▶ [TASK DETAILS]:
Present every line of the records below as one numbered list, skipping any blank lines.

## Start PROVIDED MATERIAL

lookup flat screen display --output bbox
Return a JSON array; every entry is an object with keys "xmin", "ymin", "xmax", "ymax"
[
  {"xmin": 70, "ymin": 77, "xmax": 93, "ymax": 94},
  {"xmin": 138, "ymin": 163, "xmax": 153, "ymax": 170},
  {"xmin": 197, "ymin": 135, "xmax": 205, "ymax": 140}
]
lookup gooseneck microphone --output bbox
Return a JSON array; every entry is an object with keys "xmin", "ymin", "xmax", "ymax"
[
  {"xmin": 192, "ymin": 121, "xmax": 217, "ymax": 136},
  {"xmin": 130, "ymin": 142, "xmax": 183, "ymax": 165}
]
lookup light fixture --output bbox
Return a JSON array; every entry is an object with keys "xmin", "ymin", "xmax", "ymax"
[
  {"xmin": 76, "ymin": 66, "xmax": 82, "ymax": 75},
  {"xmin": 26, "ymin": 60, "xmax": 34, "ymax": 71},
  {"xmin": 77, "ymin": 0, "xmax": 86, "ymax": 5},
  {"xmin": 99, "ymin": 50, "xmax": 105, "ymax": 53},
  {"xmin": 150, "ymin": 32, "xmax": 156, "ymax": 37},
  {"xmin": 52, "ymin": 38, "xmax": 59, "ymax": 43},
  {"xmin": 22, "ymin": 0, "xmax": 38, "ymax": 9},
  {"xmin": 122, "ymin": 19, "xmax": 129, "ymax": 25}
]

## End PROVIDED MATERIAL

▶ [RESPONSE]:
1. lookup flat screen display --output bbox
2. Return a JSON array; every entry is an object with keys "xmin", "ymin", "xmax", "ymax"
3. [
4.   {"xmin": 70, "ymin": 77, "xmax": 93, "ymax": 94},
5.   {"xmin": 138, "ymin": 163, "xmax": 153, "ymax": 170},
6.   {"xmin": 197, "ymin": 135, "xmax": 205, "ymax": 140}
7. ]
8. lookup gooseneck microphone --output bbox
9. Return a JSON array; every entry is an object with keys "xmin", "ymin", "xmax", "ymax"
10. [
11.   {"xmin": 192, "ymin": 121, "xmax": 217, "ymax": 136},
12.   {"xmin": 130, "ymin": 142, "xmax": 183, "ymax": 165}
13. ]
14. lookup light fixture --output bbox
15. Return a JSON array; every entry is an object with keys "xmin", "ymin", "xmax", "ymax"
16. [
17.   {"xmin": 76, "ymin": 66, "xmax": 82, "ymax": 75},
18.   {"xmin": 26, "ymin": 60, "xmax": 34, "ymax": 71},
19.   {"xmin": 77, "ymin": 0, "xmax": 86, "ymax": 5},
20.   {"xmin": 99, "ymin": 50, "xmax": 105, "ymax": 53},
21.   {"xmin": 150, "ymin": 32, "xmax": 156, "ymax": 37},
22.   {"xmin": 52, "ymin": 38, "xmax": 59, "ymax": 43},
23.   {"xmin": 22, "ymin": 0, "xmax": 38, "ymax": 9},
24.   {"xmin": 122, "ymin": 19, "xmax": 129, "ymax": 25}
25. ]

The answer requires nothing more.